PROBLEM STATEMENT — All entries are to be given again verbatim.

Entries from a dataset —
--- START ---

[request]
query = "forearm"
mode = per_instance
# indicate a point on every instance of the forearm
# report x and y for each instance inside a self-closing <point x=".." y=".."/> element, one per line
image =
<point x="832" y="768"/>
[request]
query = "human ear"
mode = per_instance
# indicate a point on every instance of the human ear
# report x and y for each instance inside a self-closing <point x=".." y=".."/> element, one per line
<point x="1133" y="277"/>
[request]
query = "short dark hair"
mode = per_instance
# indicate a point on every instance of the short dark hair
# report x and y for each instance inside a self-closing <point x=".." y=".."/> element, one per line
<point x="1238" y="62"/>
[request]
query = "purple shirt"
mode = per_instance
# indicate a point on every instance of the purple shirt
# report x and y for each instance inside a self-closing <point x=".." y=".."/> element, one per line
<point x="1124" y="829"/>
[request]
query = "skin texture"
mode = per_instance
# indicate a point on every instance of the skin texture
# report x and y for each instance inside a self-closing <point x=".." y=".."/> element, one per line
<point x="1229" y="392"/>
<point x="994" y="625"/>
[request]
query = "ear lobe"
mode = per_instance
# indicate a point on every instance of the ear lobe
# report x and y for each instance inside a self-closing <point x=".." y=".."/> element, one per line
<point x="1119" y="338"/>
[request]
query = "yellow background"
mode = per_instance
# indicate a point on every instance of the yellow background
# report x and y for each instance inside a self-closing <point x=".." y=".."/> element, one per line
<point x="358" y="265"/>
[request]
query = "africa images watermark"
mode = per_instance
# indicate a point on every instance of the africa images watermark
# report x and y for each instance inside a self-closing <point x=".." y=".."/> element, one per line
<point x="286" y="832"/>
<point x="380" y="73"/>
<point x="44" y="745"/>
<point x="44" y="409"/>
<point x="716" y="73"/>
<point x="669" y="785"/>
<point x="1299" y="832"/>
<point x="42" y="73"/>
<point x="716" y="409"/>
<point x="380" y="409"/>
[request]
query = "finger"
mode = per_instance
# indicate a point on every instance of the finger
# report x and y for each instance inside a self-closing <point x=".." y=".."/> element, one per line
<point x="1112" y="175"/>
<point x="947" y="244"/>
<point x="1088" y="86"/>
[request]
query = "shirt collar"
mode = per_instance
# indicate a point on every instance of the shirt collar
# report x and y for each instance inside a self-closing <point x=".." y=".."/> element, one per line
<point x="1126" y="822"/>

--- END ---

OUTPUT —
[request]
query = "forearm"
mode = per_instance
# indicate a point on every instance of the forearm
# report x and y for each instance inside a self-closing <point x=".." y=".."/> element, one per line
image =
<point x="832" y="768"/>
[request]
query = "human ear"
mode = per_instance
# indicate a point on every instance of the human ear
# report x and y for each instance inside a self-closing <point x=".." y=".."/> element, one per line
<point x="1133" y="277"/>
[request]
query = "short dark hair"
mode = per_instance
# indicate a point on every instance of the short dark hair
# report x and y for each instance inside a self-closing <point x=".." y=".."/> element, one per line
<point x="1238" y="62"/>
[request]
query = "purple shirt"
mode = per_instance
# indicate a point on every instance of the purple shirt
# report x and y for each instance inside a self-closing <point x=".." y=".."/> element, one per line
<point x="1124" y="829"/>
[request]
query = "skin texture"
mode = per_instance
# indicate a point on every instance of the skin texture
# report x and y for each instance inside a self-closing <point x=".." y=".."/> element, one per line
<point x="1229" y="392"/>
<point x="994" y="625"/>
[request]
query = "ear lobe"
mode = per_instance
# indicate a point on every instance of the ear lobe
# report x and y for each instance inside a self-closing <point x=".." y=".."/> element, one per line
<point x="1119" y="338"/>
[request]
query = "yellow background"
mode = per_instance
# indicate a point on every instance of the yellow background
# report x and y for each instance inside a self-closing <point x=".." y=".."/> element, one per line
<point x="358" y="265"/>
[request]
query = "africa images watermark"
mode = per_instance
# indicate a point on every instance of the africa images watermark
# report x and y for each instance inside a self-closing <point x=".." y=".."/> element, one per line
<point x="286" y="832"/>
<point x="380" y="73"/>
<point x="44" y="745"/>
<point x="44" y="409"/>
<point x="716" y="73"/>
<point x="669" y="785"/>
<point x="1299" y="832"/>
<point x="42" y="73"/>
<point x="716" y="409"/>
<point x="380" y="409"/>
[request]
query = "finger"
mode = per_instance
# indicate a point on every instance of the finger
# report x and y for each instance inside a self-closing <point x=".." y=".."/> element, one per line
<point x="1112" y="175"/>
<point x="947" y="244"/>
<point x="1088" y="86"/>
[request]
query = "shirt collar"
mode = per_instance
# indicate a point on every instance of the shirt collar
# report x and y for each instance inside a self-closing <point x=".." y=".."/> element, one per line
<point x="1126" y="822"/>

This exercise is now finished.